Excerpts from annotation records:

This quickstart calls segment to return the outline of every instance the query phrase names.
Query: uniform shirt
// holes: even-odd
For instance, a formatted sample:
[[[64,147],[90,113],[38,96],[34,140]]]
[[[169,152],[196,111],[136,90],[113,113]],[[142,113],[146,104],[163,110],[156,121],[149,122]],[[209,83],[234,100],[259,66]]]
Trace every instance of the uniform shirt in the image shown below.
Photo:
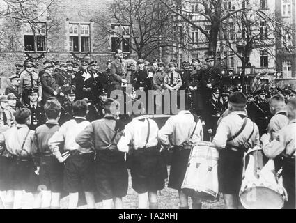
[[[82,153],[91,153],[91,147],[82,148],[75,142],[76,137],[89,124],[89,121],[86,121],[85,118],[81,117],[76,117],[75,119],[65,123],[61,126],[59,131],[49,139],[48,145],[54,147],[60,143],[64,142],[65,151],[77,150]]]
[[[164,126],[158,132],[158,138],[166,146],[180,146],[189,139],[195,125],[194,118],[190,112],[180,111],[166,121]],[[203,140],[203,135],[202,125],[198,121],[189,141],[193,144],[201,141]]]
[[[42,95],[41,82],[39,75],[33,71],[30,74],[26,70],[24,70],[20,77],[20,93],[22,93],[23,89],[30,89],[32,86],[33,88],[38,88],[39,95]]]
[[[96,151],[107,148],[111,139],[116,134],[116,122],[118,121],[109,115],[106,115],[104,118],[95,121],[88,125],[76,137],[76,142],[83,147],[94,146]],[[117,149],[117,144],[120,138],[118,130],[114,141],[111,149]]]
[[[267,132],[277,132],[289,123],[289,118],[286,116],[286,111],[279,111],[270,119],[268,124]]]
[[[47,121],[45,124],[36,128],[34,134],[36,150],[32,151],[36,166],[40,165],[40,158],[42,154],[52,153],[48,146],[48,140],[59,128],[60,126],[56,121]]]
[[[31,155],[32,151],[36,150],[33,139],[34,131],[30,130],[26,125],[17,124],[16,126],[13,126],[0,134],[0,151],[3,151],[3,146],[5,145],[10,154],[29,157]]]
[[[256,145],[259,145],[259,130],[257,125],[248,120],[247,125],[237,137],[233,140],[227,142],[227,140],[231,137],[235,135],[244,123],[244,119],[242,118],[240,115],[245,116],[245,112],[233,112],[228,114],[226,116],[223,118],[217,129],[216,135],[212,141],[213,144],[218,148],[224,148],[226,146],[226,144],[235,146],[240,146],[244,144],[248,139],[249,137],[253,130],[253,125],[254,126],[254,131],[249,140],[249,143],[251,148],[254,148]]]
[[[42,92],[45,99],[54,95],[54,92],[59,93],[59,84],[56,82],[56,79],[53,75],[45,73],[40,77],[42,86]]]
[[[153,87],[155,90],[162,90],[164,89],[164,82],[166,76],[164,71],[158,71],[153,75]]]
[[[116,59],[111,63],[110,75],[111,81],[121,82],[123,74],[125,73],[124,69],[124,60]]]
[[[35,109],[33,108],[33,105],[35,105]],[[43,107],[39,102],[31,103],[30,102],[24,106],[31,112],[31,125],[29,127],[31,130],[35,130],[38,126],[43,125],[46,122]]]
[[[263,141],[263,152],[265,155],[274,159],[284,152],[288,156],[295,156],[296,148],[296,120],[290,121],[288,125],[279,131],[279,137],[271,142]]]
[[[56,84],[58,84],[60,91],[65,93],[72,87],[72,75],[67,72],[61,70],[55,75]]]
[[[171,80],[171,74],[173,73],[173,82]],[[173,82],[173,86],[171,83]],[[170,72],[166,75],[164,79],[164,86],[166,89],[169,89],[169,86],[174,88],[176,91],[179,90],[182,86],[182,79],[181,75],[176,72]]]
[[[150,123],[149,138],[146,144],[148,136],[148,120]],[[158,126],[154,120],[146,119],[143,116],[137,117],[128,123],[124,130],[123,135],[117,144],[118,150],[127,153],[130,142],[135,150],[145,146],[150,148],[157,146]]]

Exercise instructions:
Render every line of the rows above as a Markdown table with the columns "No." and "Line," numbering each line and omitting blank lines. Leave the pictures out of the table.

Written solution:
| No. | Line |
|---|---|
| 1 | This quickstart calls segment to return the outline of every instance the query phrase names. |
| 2 | Query: uniform shirt |
| 3 | // holes: even-odd |
| 4 | For instance, a formatted sample: |
| 5 | [[[64,147],[90,113],[38,96],[34,140]]] |
| 6 | [[[169,152],[196,111],[136,90],[113,113]],[[142,113],[146,104],[163,110],[156,121],[149,122]],[[209,83],[234,100],[259,66]]] |
| 7 | Trace every instance of the uniform shirt in the image shown below. |
| 8 | Photo: |
| 9 | [[[82,153],[91,153],[91,147],[82,148],[75,142],[76,137],[89,124],[89,121],[86,121],[85,118],[81,117],[76,117],[75,119],[65,123],[61,126],[59,131],[49,139],[48,145],[54,147],[60,143],[64,142],[65,151],[77,150]]] |
| 10 | [[[164,126],[158,132],[158,138],[166,146],[180,146],[189,139],[195,125],[194,118],[190,112],[180,111],[166,121]],[[203,140],[203,135],[202,125],[198,121],[189,141],[193,144],[201,141]]] |
| 11 | [[[42,95],[41,82],[39,75],[33,71],[30,74],[26,70],[24,70],[20,77],[20,93],[22,93],[23,89],[30,89],[32,86],[33,88],[38,88],[39,95]]] |
| 12 | [[[96,151],[107,148],[111,139],[116,134],[116,122],[118,121],[109,115],[106,115],[104,118],[95,121],[88,125],[76,137],[76,142],[83,147],[94,146]],[[117,149],[117,144],[120,138],[118,130],[114,141],[111,149]]] |
| 13 | [[[267,132],[277,132],[289,123],[289,118],[286,116],[286,111],[279,111],[270,119],[268,124]]] |
| 14 | [[[47,121],[45,124],[36,128],[34,134],[36,150],[32,151],[36,166],[40,165],[40,158],[42,154],[52,153],[48,146],[48,140],[59,128],[60,126],[56,121]]] |
| 15 | [[[31,155],[32,151],[36,150],[33,139],[34,131],[30,130],[26,125],[17,124],[16,126],[13,126],[0,134],[0,151],[3,151],[3,146],[5,145],[10,154],[29,157]]] |
| 16 | [[[256,145],[259,145],[259,130],[257,125],[248,120],[247,125],[237,137],[233,140],[227,142],[227,140],[231,137],[235,135],[244,123],[244,119],[242,118],[240,115],[245,116],[245,112],[233,112],[228,114],[226,116],[223,118],[217,129],[216,135],[212,141],[213,144],[218,148],[224,148],[226,146],[226,144],[235,146],[240,146],[244,144],[248,139],[249,137],[253,130],[253,125],[254,126],[254,131],[249,140],[249,143],[251,148],[254,148]]] |
| 17 | [[[42,92],[45,99],[54,95],[54,92],[59,93],[59,84],[56,82],[56,79],[53,75],[45,73],[40,77],[42,86]]] |
| 18 | [[[153,87],[155,90],[162,90],[164,89],[164,82],[166,76],[164,71],[158,71],[153,75]]] |
| 19 | [[[116,59],[111,63],[110,75],[111,81],[121,82],[123,74],[125,73],[124,69],[124,60]]] |
| 20 | [[[35,109],[33,108],[33,105],[35,105]],[[43,107],[39,102],[31,103],[30,102],[24,106],[31,112],[31,125],[29,127],[31,130],[35,130],[38,126],[43,125],[46,122]]] |
| 21 | [[[263,141],[263,152],[265,155],[274,159],[284,152],[288,156],[295,156],[296,148],[296,120],[290,121],[288,125],[279,131],[279,137],[271,142]]] |
| 22 | [[[56,84],[58,84],[60,91],[65,93],[72,87],[72,75],[67,72],[61,70],[55,75]]] |
| 23 | [[[171,80],[171,74],[173,73],[173,82]],[[173,82],[173,86],[171,83]],[[170,72],[166,75],[164,79],[164,86],[166,89],[169,89],[169,86],[174,88],[176,91],[179,90],[182,86],[182,79],[181,75],[176,72]]] |
| 24 | [[[150,123],[149,138],[146,144],[148,136],[148,120]],[[158,126],[154,120],[146,119],[143,116],[137,117],[128,123],[124,130],[123,135],[117,144],[118,150],[127,153],[130,142],[135,150],[145,146],[150,148],[157,146]]] |